Monte en épingle la moindre de tes nominations à des prix ou la plus petite notule sur tes écrits. Raconte que tu es sélectionné au premier tour du Prix Merlin, ou du Rosny Aîné, selon la catégorie dans laquelle tu boxes, et peu importe si tous les textes parus l'année précédente sont repris d'office.

Logiquement, cela fait bien longtemps que tu es inscrit aux listes de diffusion, que tu as créé un blog, un site, un live journal, une page fan Facebook, un compte twitter, tu veux devenir un winner, WTF.

N'hésite pas à prétendre que tes œuvres forment un tout cohérent, un schéma unique, extrêmement complexe et élaboré. Seuls les lecteurs attentifs et titulaires d'un doctorat de mathématiques (une préférence pour les sujets de thèse un peu originaux, je ne sais pas, moi : analyse par ondelettes de champs stochastiques anisotropes et à accroissements stationnaires, par exemple) seront aptes à suivre le cheminement de ton esprit tortu()eux.

Cite des types morts en exemple, ça fait toujours de l'effet (et en plus, ils ne peuvent plus se défendre).

Si tu as contaminé correctement, tu n'as pas eu besoin de créer toi-même (sous pseudo) ta page Wikipédia. Et tu es maintenant prêt à déclencher l'avant-dernière phase du plan de conquête de la Littérature : étape 4, la propagation.

lundi 21 janvier 2013

Comment devenir un écrivain riche et célèbre (2/5)

Je rappelle à toutes fins utiles que je ne suis ni riche, ni célèbre, ni même écrivain, ce qui me confère sur le sujet évoqué une légitimité équivalente à celle de Lio quand elle essaie de parler de talent.

Vous qui cherchez néanmoins le moyen infaillible de devenir un écrivain riche et célèbre, passez par l'étape 1, ne recevez pas 20 000 et suivez le guide :

Étape 2 : Verrouillage

Bon. Tu es un lecteur (oui, je te tutoie, tu es des nôtres, désormais). Un agneau parmi les loups. Tu es infiltré. Les gens de l'Univers Littéraire Microcosmique te connaissent de vue, et ils te disent bonjour. Tu achètes les dernières nouveautés des maisons d'édition que tu cibles. C'est bien. Tu discutes avec les éditeurs, auteurs, illustrateurs, critiques, chefs de collection. C'est mieux. Si tu n'es pas un handicapé social, tu arrives à faire illusion, genre hi hi, wah wah, qu'est-ce qu'on s'éclate, je m'intéresse à vous parce que vous êtes trop cools (et donc moi aussi), et non parce que je peux en retirer un avantage à terme.

* **PETIT EXERCICE 1**: Recopiez sans rien modifier les lignes de la liste, en partant de celle qui contient « cloud in the image above. » et en allant jusqu'à la fin de la liste, bornes comprises.

* **DONNÉES FOURNIES**:

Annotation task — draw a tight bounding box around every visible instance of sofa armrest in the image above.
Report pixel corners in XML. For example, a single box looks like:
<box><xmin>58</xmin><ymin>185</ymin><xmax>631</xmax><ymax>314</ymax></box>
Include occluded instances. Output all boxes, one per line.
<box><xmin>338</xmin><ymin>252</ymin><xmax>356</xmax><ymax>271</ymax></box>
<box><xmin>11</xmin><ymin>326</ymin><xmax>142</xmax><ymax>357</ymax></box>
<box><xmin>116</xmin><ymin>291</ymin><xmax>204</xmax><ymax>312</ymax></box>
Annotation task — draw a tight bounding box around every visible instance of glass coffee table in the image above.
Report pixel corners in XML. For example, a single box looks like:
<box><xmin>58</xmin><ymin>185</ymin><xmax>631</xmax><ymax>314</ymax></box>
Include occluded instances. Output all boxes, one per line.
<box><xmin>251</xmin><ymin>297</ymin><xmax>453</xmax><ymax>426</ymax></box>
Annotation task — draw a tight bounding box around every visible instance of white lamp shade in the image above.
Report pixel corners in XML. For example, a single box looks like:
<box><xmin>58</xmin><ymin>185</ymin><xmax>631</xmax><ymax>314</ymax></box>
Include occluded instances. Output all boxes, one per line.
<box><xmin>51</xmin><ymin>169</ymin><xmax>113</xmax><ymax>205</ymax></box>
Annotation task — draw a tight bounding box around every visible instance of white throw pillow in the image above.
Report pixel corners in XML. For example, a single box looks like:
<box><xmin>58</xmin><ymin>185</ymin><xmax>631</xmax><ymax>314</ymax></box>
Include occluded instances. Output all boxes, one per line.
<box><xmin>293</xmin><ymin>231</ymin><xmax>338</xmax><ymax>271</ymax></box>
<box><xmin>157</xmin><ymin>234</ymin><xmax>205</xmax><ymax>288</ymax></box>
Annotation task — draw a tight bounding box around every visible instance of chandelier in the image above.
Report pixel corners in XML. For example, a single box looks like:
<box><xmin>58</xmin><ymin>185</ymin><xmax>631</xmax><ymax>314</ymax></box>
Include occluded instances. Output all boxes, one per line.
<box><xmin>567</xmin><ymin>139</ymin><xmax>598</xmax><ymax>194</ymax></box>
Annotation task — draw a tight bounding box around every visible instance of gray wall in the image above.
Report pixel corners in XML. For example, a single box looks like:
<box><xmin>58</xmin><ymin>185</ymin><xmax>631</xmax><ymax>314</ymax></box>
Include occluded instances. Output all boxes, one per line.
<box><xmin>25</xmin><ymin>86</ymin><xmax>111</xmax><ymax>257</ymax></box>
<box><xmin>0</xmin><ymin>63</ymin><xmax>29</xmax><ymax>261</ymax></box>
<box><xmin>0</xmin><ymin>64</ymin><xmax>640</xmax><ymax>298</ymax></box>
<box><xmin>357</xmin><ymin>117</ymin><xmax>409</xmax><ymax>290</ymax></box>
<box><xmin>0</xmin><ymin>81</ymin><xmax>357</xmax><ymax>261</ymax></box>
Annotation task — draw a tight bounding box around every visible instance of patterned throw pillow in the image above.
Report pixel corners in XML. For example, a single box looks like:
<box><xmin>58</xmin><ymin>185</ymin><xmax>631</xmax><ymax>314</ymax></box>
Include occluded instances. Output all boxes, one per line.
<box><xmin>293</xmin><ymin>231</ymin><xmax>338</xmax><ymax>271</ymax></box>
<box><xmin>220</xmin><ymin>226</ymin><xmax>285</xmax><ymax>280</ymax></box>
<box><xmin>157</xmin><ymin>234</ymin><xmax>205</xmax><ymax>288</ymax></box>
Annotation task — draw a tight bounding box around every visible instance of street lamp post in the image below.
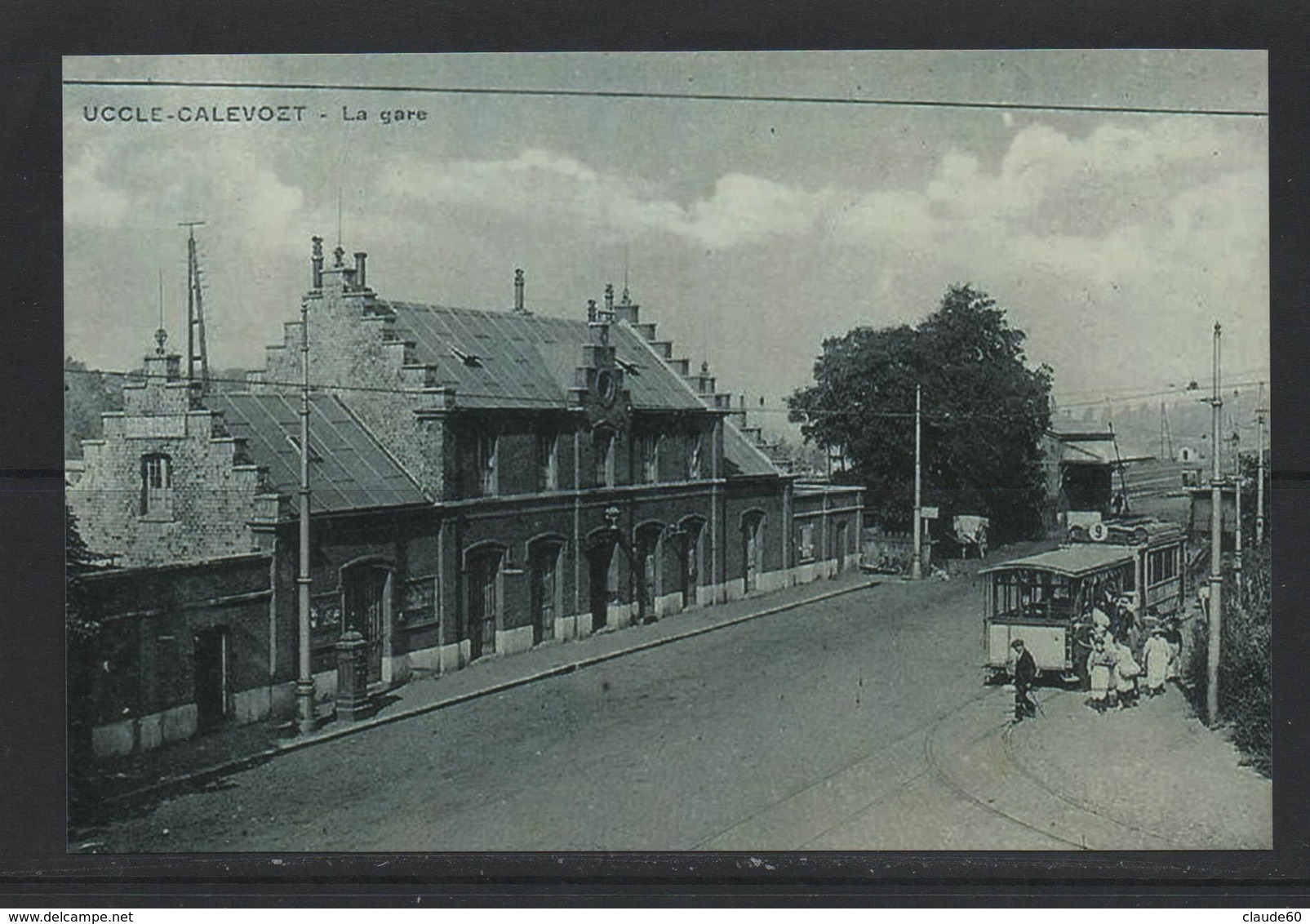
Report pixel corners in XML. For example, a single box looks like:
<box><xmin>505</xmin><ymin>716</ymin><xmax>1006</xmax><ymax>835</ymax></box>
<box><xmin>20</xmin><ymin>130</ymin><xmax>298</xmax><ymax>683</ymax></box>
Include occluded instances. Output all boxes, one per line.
<box><xmin>1206</xmin><ymin>321</ymin><xmax>1223</xmax><ymax>725</ymax></box>
<box><xmin>909</xmin><ymin>385</ymin><xmax>924</xmax><ymax>580</ymax></box>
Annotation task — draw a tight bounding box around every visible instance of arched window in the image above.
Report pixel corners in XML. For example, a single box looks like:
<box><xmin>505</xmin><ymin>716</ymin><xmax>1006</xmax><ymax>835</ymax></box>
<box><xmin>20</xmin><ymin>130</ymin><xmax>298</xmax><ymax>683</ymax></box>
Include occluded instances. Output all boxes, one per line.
<box><xmin>593</xmin><ymin>430</ymin><xmax>615</xmax><ymax>487</ymax></box>
<box><xmin>140</xmin><ymin>452</ymin><xmax>173</xmax><ymax>519</ymax></box>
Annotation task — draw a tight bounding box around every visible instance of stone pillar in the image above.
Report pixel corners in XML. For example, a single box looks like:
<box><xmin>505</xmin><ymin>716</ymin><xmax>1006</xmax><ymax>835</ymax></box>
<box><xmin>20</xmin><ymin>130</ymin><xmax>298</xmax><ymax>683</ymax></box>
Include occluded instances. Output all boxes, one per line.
<box><xmin>336</xmin><ymin>629</ymin><xmax>368</xmax><ymax>722</ymax></box>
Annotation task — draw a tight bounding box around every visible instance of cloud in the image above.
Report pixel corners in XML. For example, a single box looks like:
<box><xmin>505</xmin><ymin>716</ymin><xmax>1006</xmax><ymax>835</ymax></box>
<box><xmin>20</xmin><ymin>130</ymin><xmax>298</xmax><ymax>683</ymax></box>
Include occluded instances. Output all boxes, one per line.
<box><xmin>381</xmin><ymin>148</ymin><xmax>829</xmax><ymax>249</ymax></box>
<box><xmin>64</xmin><ymin>149</ymin><xmax>130</xmax><ymax>229</ymax></box>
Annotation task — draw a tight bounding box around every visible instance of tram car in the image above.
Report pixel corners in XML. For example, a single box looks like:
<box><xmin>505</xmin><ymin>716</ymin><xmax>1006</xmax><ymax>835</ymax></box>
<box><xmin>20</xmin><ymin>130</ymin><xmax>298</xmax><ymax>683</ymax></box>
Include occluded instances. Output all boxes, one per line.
<box><xmin>981</xmin><ymin>519</ymin><xmax>1186</xmax><ymax>683</ymax></box>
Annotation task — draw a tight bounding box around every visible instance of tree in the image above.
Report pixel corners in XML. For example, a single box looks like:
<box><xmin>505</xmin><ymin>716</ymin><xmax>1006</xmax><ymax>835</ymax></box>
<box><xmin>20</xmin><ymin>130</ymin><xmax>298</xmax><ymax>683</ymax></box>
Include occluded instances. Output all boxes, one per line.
<box><xmin>788</xmin><ymin>284</ymin><xmax>1052</xmax><ymax>539</ymax></box>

* **PETIT EXERCICE 2**:
D'après le texte à lire, les affirmations suivantes sont-elles exactes ? Répondez par oui ou par non et citez à chaque fois les mots du texte qui tranchent.
(a) L'auteur se présente comme un écrivain riche et célèbre.
(b) La deuxième étape porte le nom de « Verrouillage ».
(c) La propagation correspond à l'étape 4 du plan.

* **CORRIGÉ 1**:
Annotation task — draw a tight bounding box around every visible instance of cloud in the image above.
Report pixel corners in XML. For example, a single box looks like:
<box><xmin>505</xmin><ymin>716</ymin><xmax>1006</xmax><ymax>835</ymax></box>
<box><xmin>20</xmin><ymin>130</ymin><xmax>298</xmax><ymax>683</ymax></box>
Include occluded instances. Output all boxes, one per line.
<box><xmin>381</xmin><ymin>148</ymin><xmax>829</xmax><ymax>249</ymax></box>
<box><xmin>64</xmin><ymin>149</ymin><xmax>130</xmax><ymax>229</ymax></box>
Annotation task — draw a tight bounding box around every visible instance of tram car in the image above.
Report pixel corners in XML. For example, a single box looks like:
<box><xmin>505</xmin><ymin>716</ymin><xmax>1006</xmax><ymax>835</ymax></box>
<box><xmin>20</xmin><ymin>130</ymin><xmax>298</xmax><ymax>683</ymax></box>
Include occluded instances. Output all boxes, one per line.
<box><xmin>981</xmin><ymin>519</ymin><xmax>1186</xmax><ymax>683</ymax></box>
Annotation task — draw a tight bounding box around every visible instance of tree in the image above.
Report pixel corners in XML. For example, a single box looks like:
<box><xmin>505</xmin><ymin>716</ymin><xmax>1006</xmax><ymax>835</ymax></box>
<box><xmin>20</xmin><ymin>130</ymin><xmax>298</xmax><ymax>683</ymax></box>
Include occluded instances. Output all boxes, one per line.
<box><xmin>788</xmin><ymin>284</ymin><xmax>1052</xmax><ymax>539</ymax></box>

* **CORRIGÉ 2**:
(a) Non : « je ne suis ni riche, ni célèbre, ni même écrivain ».
(b) Oui : « Étape 2 : Verrouillage ».
(c) Oui : « étape 4, la propagation ».